It is interesting for historians to note that the fraternity called for by Pope Francis in Fratelli Tutti was an idea abhorred by his predecessors in the 19th century. Fraternity, along with liberty and equality, had been demanded by the French revolutionaries in 1789, and had led to the slaughter of nuns and priests, an attempted genocide of the Catholic population of the Vendée, and the annihilation of the Church in France.

After the final defeat of Napoleon at Waterloo, Pope Pius VII became once again the absolute ruler of Rome and the Papal States.

By no means a blind conservative by nature – as Bishop of Imola, he had said that democracy was compatible with Catholicism – he nonetheless felt that, after the horrors of the French Revolution, Rome should, for the sake of order, support the re-establishment of traditional monarchies which in turn supported the Church – the alliance between throne and altar. A privileged position was restored to the nobility, thereby thwarting the ambitions of the growing educated middle class. In Rome those Italians who had benefited from the rule of Napoleon were edged aside by returned emigrés, regardless of whether they lacked the former’s merits or talents.

Beyond the fear of further revolutions, there was the obsessive conviction of Pius VII and his successors that the independence of the Church depended upon their absolute rule of a substantial swathe of the Italian peninsula, the Papal States. This too led them to support the reactionary rulers, and condemn revolts even when these were by Catholics consigned by the Vienna settlement to the rule of non-Catholic regimes.

_SUPPLIED INFORMATION:_
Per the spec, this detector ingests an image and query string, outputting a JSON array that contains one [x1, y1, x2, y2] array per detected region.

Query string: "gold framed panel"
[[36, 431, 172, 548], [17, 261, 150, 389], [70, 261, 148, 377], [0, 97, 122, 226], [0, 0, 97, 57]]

_REQUIREMENTS:_
**A)** In the passage on the 19th-century papacy, what had Pius VII said about democracy when he was Bishop of Imola?
**B)** What consequences does the passage on the 19th-century papacy attribute to the French revolutionaries' demands of 1789? List them all.
**C)** Write out the passage on the 19th-century papacy from "After the final" up to and including "merits or talents.", and replace "Napoleon" with "Bonaparte" throughout that stretch.

_EXERCISE RESULTS:_
**A)** He had said that democracy was compatible with Catholicism.

**B)**
- The slaughter of nuns and priests
- An attempted genocide of the Catholic population of the Vendée
- The annihilation of the Church in France

**C)**
After the final defeat of Bonaparte at Waterloo, Pope Pius VII became once again the absolute ruler of Rome and the Papal States.

By no means a blind conservative by nature – as Bishop of Imola, he had said that democracy was compatible with Catholicism – he nonetheless felt that, after the horrors of the French Revolution, Rome should, for the sake of order, support the re-establishment of traditional monarchies which in turn supported the Church – the alliance between throne and altar. A privileged position was restored to the nobility, thereby thwarting the ambitions of the growing educated middle class. In Rome those Italians who had benefited from the rule of Bonaparte were edged aside by returned emigrés, regardless of whether they lacked the former’s merits or talents.